# Task to complete
Reproduce every line in the material below that holds "pink".

::: Dataset records

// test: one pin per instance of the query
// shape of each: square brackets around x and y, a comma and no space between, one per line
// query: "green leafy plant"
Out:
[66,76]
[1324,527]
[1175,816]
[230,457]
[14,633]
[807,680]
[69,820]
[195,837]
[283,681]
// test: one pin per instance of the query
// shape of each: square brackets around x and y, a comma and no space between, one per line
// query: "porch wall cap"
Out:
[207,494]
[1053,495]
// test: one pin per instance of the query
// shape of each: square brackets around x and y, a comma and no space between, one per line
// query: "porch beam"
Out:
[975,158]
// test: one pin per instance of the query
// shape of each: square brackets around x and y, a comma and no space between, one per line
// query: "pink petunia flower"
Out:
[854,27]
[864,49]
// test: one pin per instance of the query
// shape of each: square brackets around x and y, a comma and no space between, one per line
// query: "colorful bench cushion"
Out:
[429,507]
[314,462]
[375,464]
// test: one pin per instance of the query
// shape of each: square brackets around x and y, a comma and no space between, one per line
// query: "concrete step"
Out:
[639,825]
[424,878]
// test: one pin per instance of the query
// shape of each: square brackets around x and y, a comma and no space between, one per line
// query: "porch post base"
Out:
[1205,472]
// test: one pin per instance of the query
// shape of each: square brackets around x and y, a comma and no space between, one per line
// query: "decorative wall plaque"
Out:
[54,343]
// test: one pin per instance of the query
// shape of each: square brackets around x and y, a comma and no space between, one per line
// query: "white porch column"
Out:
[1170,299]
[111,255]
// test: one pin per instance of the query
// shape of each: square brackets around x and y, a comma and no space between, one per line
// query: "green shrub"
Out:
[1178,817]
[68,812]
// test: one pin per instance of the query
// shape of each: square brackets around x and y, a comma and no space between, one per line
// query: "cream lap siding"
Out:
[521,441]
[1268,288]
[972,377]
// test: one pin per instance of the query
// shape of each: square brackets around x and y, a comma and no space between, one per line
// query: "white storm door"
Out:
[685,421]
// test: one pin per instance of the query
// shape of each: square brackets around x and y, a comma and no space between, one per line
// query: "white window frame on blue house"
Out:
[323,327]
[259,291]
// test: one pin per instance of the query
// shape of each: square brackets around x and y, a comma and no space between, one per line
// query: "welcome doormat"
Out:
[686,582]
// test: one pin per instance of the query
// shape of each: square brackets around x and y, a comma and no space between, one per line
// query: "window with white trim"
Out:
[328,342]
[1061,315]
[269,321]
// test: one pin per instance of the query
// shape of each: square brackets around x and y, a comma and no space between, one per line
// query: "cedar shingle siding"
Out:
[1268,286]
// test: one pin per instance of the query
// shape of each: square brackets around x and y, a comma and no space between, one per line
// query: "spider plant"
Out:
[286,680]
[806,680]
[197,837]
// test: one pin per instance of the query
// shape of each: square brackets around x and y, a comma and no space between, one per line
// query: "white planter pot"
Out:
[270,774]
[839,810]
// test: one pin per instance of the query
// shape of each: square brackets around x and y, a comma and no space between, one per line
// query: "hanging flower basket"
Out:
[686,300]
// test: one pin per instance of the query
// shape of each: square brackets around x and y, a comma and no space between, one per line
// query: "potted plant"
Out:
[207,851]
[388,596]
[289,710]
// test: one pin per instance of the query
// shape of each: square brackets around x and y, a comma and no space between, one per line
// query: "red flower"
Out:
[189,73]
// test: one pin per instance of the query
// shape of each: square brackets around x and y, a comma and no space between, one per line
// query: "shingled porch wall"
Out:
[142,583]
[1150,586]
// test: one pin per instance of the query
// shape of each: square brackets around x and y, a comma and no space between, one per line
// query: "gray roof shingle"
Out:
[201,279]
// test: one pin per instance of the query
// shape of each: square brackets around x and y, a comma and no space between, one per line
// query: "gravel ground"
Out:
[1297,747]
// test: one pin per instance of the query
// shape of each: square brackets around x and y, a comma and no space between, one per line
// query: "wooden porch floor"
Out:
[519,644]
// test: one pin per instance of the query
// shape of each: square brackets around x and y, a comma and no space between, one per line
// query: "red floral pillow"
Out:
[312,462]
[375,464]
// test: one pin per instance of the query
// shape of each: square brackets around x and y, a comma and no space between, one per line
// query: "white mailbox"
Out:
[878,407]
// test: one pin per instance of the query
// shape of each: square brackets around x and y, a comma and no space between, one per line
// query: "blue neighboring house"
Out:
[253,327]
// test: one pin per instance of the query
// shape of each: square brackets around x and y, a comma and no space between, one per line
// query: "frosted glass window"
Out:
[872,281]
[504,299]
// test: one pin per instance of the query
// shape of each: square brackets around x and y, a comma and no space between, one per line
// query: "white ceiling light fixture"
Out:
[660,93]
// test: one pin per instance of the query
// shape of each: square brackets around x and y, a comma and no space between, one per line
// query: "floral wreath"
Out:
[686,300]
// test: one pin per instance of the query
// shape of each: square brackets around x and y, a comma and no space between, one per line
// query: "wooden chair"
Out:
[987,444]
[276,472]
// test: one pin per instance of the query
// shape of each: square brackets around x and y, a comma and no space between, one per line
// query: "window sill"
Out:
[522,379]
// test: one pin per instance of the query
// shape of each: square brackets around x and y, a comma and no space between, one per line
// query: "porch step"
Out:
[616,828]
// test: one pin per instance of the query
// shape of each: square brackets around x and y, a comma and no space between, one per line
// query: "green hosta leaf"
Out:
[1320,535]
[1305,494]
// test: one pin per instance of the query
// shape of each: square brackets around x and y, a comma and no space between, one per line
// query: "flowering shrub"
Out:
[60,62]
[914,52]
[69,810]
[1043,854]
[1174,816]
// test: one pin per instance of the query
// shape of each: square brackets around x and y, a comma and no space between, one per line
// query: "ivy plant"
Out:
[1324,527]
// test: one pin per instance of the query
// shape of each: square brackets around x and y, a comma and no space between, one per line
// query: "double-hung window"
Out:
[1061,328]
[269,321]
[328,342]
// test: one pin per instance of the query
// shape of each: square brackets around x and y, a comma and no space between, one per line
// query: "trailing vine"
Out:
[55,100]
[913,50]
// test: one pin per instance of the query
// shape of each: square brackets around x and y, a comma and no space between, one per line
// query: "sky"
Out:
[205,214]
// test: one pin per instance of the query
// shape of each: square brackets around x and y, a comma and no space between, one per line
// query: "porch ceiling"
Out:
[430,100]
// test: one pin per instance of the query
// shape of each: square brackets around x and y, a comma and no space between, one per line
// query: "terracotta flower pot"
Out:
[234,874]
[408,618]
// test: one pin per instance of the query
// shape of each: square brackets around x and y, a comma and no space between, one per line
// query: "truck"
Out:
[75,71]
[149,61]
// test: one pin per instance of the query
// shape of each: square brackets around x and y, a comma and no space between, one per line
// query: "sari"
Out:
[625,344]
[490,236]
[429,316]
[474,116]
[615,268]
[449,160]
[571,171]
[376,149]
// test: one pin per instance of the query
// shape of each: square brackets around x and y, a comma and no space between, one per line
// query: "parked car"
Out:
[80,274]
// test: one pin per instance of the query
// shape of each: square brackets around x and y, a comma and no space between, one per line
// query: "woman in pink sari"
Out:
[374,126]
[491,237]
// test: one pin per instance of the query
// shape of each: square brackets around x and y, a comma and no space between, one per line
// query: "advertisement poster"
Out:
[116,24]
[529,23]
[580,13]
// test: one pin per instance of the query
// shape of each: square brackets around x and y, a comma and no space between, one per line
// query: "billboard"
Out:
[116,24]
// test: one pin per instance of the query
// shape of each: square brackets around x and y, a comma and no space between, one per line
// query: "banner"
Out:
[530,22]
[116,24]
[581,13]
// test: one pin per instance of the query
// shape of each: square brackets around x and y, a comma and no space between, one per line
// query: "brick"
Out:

::::::

# Answer to this exercise
// query: "pink petunia flower"
// query: "woman in pink sari"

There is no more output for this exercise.